'''
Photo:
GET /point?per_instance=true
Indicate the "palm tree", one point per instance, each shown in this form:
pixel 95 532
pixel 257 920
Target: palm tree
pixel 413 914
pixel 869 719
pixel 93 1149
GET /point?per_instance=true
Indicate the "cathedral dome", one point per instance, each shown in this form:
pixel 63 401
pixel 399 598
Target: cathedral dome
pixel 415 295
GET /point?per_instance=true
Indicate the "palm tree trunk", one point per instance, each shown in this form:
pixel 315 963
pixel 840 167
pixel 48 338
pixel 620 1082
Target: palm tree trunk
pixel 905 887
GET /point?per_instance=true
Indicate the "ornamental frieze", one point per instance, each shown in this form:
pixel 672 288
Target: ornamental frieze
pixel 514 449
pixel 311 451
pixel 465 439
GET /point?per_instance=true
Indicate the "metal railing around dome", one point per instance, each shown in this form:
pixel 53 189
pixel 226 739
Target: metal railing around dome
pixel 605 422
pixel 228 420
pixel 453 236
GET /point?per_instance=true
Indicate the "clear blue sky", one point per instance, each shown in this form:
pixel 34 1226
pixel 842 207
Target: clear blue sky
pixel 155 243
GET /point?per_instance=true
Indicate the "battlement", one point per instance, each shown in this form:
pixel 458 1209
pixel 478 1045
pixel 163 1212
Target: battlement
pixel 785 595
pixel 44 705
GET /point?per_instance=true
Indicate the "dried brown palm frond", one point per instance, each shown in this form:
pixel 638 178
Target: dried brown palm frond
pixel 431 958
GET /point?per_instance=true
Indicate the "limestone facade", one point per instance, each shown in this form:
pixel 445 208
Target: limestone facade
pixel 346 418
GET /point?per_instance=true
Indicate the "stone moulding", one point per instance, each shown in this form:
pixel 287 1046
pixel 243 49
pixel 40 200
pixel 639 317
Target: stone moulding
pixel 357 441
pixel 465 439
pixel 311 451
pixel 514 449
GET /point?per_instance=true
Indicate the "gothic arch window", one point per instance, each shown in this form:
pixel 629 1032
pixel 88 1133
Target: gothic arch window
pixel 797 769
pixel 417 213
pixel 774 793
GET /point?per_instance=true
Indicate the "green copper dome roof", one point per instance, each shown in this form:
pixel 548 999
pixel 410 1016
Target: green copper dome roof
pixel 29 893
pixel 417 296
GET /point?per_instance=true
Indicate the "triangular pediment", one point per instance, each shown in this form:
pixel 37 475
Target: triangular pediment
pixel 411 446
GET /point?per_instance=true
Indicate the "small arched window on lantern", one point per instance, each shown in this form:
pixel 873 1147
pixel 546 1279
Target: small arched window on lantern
'''
Exercise description >>
Word for word, copy the line containing "pixel 873 1147" and each line after it to the end of the records, and nothing besides.

Answer space >>
pixel 873 1147
pixel 546 1279
Target: small arched window on lantern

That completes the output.